++++ SOURCE EXTRACT ++++

With the continuous scaling of advanced semiconductor manufacturing processes, device critical dimensions (CD) are shrinking rapidly and transistor structures are evolving from planar to complex 3D architectures. These trends make critical dimension small-angle X-ray scattering (CD‑SAXS) an indispensable metrology technique for nanostructures. However, conventional CD‑SAXS workflows suffer from two major efficiency bottlenecks: time‑consuming multi‑angle data acquisition and low‑efficiency inverse modeling based on nonlinear fitting. This study aims to overcome these limitations and realize high‑efficiency CD‑SAXS measurement.

Methods

A dual‑path acceleration strategy is proposed, which integrates a ResNet34‑based deep regression network with Test‑Time Training (TTT). The neural network is pre‑trained on physically simulated scattering data and then fine‑tuned with unlabeled experimental data to reduce the simulation‑to‑reality domain shift and improve generalization. Raw scattering data is converted into a ω‑qxz coordinate format suitable for convolutional neural networks, thereby avoiding the reconstruction of qx‑qz reciprocal space patterns. The TTT mechanism ensures high prediction accuracy under sparse angular sampling.

Results

Experimental results demonstrate that the proposed method achieves measurement accuracy comparable to traditional nonlinear fitting methods, while reducing the total time of measurement and data processing by more than 30‑fold.

Conclusion

The dual‑path acceleration strategy effectively breaks through the efficiency bottlenecks of conventional CD‑SAXS. It enables accurate nanostructure measurement with greatly reduced data acquisition and processing time, showing strong potential for CD‑SAXS in real‑time, in‑line metrology of complex nanostructures in semiconductor manufacturing.

++++

WORK REQUIRED: Copy out the CD-SAXS passage above in full, word for word.

++++ RECORDS ++++

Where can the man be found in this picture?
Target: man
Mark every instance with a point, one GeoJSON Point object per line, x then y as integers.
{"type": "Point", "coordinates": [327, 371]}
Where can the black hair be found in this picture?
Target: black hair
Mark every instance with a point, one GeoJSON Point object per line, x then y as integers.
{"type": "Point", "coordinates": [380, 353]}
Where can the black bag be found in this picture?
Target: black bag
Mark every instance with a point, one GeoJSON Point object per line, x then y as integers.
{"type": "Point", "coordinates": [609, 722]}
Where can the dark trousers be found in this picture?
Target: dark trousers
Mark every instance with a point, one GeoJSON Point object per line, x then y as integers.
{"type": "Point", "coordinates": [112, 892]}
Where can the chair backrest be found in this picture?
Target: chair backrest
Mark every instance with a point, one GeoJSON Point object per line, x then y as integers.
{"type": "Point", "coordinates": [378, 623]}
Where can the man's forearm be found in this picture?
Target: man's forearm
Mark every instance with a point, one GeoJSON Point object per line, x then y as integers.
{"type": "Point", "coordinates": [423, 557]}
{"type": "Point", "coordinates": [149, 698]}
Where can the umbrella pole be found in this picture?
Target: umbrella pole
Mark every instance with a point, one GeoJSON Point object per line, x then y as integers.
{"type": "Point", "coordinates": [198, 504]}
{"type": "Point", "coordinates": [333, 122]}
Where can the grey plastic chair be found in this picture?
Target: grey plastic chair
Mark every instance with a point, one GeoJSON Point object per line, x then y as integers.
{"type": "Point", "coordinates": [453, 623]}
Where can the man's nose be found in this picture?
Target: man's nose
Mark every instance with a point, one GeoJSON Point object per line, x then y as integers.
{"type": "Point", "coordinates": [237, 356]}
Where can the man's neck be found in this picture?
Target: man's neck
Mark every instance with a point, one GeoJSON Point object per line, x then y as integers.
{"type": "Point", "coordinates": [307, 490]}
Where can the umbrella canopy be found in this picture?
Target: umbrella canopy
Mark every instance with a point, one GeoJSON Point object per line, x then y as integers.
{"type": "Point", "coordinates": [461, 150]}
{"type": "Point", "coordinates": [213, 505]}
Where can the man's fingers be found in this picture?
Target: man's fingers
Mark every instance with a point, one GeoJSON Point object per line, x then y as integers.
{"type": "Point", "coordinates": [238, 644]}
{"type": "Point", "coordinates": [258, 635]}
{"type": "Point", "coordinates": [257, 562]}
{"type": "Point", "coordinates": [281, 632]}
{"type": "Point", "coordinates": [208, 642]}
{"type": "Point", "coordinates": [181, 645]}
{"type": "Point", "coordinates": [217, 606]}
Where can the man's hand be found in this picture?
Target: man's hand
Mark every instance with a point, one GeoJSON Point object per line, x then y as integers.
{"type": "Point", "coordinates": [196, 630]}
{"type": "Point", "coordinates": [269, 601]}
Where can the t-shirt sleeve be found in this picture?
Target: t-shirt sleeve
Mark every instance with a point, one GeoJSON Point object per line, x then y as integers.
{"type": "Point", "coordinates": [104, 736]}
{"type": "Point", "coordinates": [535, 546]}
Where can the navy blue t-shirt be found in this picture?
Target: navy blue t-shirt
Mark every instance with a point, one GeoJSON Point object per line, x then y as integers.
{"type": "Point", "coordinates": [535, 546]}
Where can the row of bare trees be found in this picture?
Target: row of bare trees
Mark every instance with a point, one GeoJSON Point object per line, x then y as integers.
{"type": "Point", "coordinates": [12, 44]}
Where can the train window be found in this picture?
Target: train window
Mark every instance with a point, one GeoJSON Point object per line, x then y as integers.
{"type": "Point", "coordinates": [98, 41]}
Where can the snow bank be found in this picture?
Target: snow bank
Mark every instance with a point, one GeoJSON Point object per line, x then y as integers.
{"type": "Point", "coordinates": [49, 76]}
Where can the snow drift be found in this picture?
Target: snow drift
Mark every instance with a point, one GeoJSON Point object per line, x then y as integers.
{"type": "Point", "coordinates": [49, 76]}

++++

FINAL RESULT:
With the continuous scaling of advanced semiconductor manufacturing processes, device critical dimensions (CD) are shrinking rapidly and transistor structures are evolving from planar to complex 3D architectures. These trends make critical dimension small-angle X-ray scattering (CD‑SAXS) an indispensable metrology technique for nanostructures. However, conventional CD‑SAXS workflows suffer from two major efficiency bottlenecks: time‑consuming multi‑angle data acquisition and low‑efficiency inverse modeling based on nonlinear fitting. This study aims to overcome these limitations and realize high‑efficiency CD‑SAXS measurement.

Methods

A dual‑path acceleration strategy is proposed, which integrates a ResNet34‑based deep regression network with Test‑Time Training (TTT). The neural network is pre‑trained on physically simulated scattering data and then fine‑tuned with unlabeled experimental data to reduce the simulation‑to‑reality domain shift and improve generalization. Raw scattering data is converted into a ω‑qxz coordinate format suitable for convolutional neural networks, thereby avoiding the reconstruction of qx‑qz reciprocal space patterns. The TTT mechanism ensures high prediction accuracy under sparse angular sampling.

Results

Experimental results demonstrate that the proposed method achieves measurement accuracy comparable to traditional nonlinear fitting methods, while reducing the total time of measurement and data processing by more than 30‑fold.

Conclusion

The dual‑path acceleration strategy effectively breaks through the efficiency bottlenecks of conventional CD‑SAXS. It enables accurate nanostructure measurement with greatly reduced data acquisition and processing time, showing strong potential for CD‑SAXS in real‑time, in‑line metrology of complex nanostructures in semiconductor manufacturing.